_Texto seleccionado_:
-- -- --

A todo este malestar, por supuesto, no es ajeno el sistema educativo canario. No es de extrañar, por tanto, que también el rendimiento escolar del estudiantado del Archipiélago sea uno de los más bajos del país, pues, por lo general, a peores condiciones socioeconómicas, peores resultados académicos. Y, sin embargo, a pesar de las dificultades, a pesar de la desigualdad que se ceba con la población canaria, a pesar de la brecha digital, el alumnado de las Islas ha sabido sobreponerse, se ha adaptado mal que bien a las nuevas circunstancias impuestas por el estado de alarma y ha conseguido culminar con relativo éxito el curso. Por todo ello creo que merecen disfrutar de estas vacaciones que ahora comienzan. Todos en general, pero muy especialmente los estudiantes de Secundaria, los adolescentes, ya que debido a la etapa vital en la que se encuentran son los que más han sufrido el confinamiento y porque se trata de una generación que creció oyendo hablar de crisis, paro, miseria y falta de expectativas y que, ahora, cuando empezábamos a superar la crisis de 2008, habrán de enfrentarse a una nueva crisis que se presume aún más grave, que amenaza con robarles un futuro que tendrán que ganarse a pulso.

            El final del curso ha llegado y lo ha hecho bien, dadas las circunstancias. Que ello haya sido posible se debe en gran medida al profesorado. En apenas un fin de semana se pasó de un sistema presencial a otro telemático sin casi ningún apoyo hacia los docentes por parte de la Consejería de Educación. Esos que el periodista Ángel Tristán Pimienta llama privilegiados cumplieron escrupulosamente con su trabajo, aportando sus propios recursos, teletrabajando muchas más horas de las que les corresponden, quitando tiempo y espacio a sus propias familias, soportando un nivel de exigencia que ha sido a todas luces excesivo y, para colmo, aguantando declaraciones públicas de los responsables de Educación en Canarias claramente ofensivas: aún resuenan las alusiones a los dinosaurios de María José Guerra y a los granos negros y los pelos en la leche de José Antonio Valbuena. Gracias a la voluntad del profesorado, en medio de una gestión más bien caótica, con su esfuerzo, sus propios medios y, en buena medida, su sentido común en ausencia de directrices claras y a tiempo, el curso ha salido adelante y ahora, felizmente, ha terminado.

-- -- --

_Tarea solicitada_:
Según el texto sobre el final del curso en Canarias, ¿en cuánto tiempo se pasó de un sistema presencial a otro telemático?

-- -- --

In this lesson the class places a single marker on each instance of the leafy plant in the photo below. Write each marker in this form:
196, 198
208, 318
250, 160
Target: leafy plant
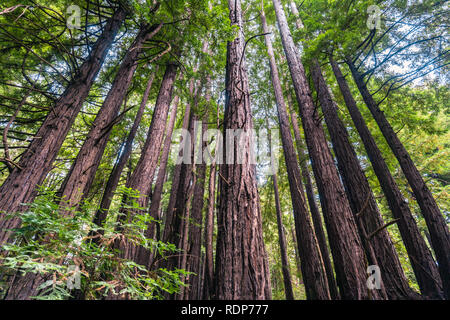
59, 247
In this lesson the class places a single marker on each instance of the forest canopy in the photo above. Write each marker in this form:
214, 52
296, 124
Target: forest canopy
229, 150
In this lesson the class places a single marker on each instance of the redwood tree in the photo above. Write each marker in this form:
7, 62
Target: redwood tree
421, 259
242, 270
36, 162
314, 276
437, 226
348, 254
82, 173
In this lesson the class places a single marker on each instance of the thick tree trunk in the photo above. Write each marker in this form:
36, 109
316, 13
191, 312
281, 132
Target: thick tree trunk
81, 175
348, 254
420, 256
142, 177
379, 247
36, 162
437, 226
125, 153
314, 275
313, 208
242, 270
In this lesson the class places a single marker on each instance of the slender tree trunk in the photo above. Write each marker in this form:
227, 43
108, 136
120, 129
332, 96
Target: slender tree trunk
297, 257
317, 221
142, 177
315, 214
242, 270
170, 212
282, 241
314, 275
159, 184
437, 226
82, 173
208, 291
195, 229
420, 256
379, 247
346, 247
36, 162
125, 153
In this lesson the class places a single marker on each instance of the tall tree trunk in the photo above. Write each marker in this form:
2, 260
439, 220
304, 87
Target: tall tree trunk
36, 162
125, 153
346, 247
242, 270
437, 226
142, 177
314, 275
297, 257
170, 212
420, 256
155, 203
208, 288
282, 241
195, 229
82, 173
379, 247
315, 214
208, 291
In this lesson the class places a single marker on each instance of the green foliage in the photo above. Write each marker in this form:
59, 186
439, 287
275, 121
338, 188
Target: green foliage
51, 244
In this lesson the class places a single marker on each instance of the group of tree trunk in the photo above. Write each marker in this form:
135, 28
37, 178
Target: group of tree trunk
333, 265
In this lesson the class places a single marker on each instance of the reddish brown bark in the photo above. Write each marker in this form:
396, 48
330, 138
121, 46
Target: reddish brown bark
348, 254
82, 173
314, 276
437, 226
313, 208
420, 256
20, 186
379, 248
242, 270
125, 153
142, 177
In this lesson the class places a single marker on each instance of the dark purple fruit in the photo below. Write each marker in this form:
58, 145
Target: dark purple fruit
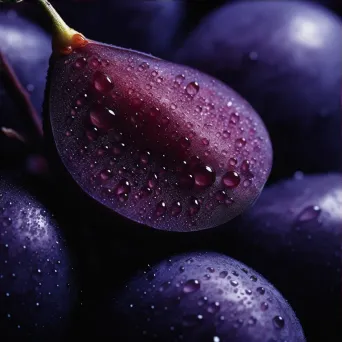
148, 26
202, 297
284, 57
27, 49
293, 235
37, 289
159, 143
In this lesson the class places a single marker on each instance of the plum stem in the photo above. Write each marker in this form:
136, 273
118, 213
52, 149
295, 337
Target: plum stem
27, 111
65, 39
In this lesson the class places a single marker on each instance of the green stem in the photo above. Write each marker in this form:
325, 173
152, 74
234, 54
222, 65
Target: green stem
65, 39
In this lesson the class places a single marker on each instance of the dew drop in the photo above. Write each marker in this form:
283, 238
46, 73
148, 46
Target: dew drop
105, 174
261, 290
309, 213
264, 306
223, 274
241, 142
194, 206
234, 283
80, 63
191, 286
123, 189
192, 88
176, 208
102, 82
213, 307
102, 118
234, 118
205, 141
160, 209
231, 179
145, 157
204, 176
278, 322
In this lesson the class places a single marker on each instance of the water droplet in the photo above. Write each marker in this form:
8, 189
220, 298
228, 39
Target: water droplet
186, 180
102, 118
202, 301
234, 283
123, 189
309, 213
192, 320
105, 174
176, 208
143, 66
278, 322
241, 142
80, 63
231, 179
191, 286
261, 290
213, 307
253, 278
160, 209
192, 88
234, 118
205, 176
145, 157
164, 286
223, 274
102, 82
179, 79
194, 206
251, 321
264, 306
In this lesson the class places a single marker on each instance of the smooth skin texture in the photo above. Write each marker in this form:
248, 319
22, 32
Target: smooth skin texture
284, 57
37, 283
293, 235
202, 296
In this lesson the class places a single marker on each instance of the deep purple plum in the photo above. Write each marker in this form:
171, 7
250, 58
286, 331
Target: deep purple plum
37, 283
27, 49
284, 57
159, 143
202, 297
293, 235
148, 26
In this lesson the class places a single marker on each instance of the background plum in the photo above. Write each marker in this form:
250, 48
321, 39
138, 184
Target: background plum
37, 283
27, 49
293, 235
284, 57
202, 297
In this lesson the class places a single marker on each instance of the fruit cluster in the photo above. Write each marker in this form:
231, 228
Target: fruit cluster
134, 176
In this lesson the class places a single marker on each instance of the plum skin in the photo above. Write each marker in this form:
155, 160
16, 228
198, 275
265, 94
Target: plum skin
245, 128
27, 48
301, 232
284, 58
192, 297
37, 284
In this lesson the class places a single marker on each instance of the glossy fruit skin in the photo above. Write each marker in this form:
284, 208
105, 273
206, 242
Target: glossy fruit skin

-- -- --

_Respuesta esperada_:
En apenas un fin de semana.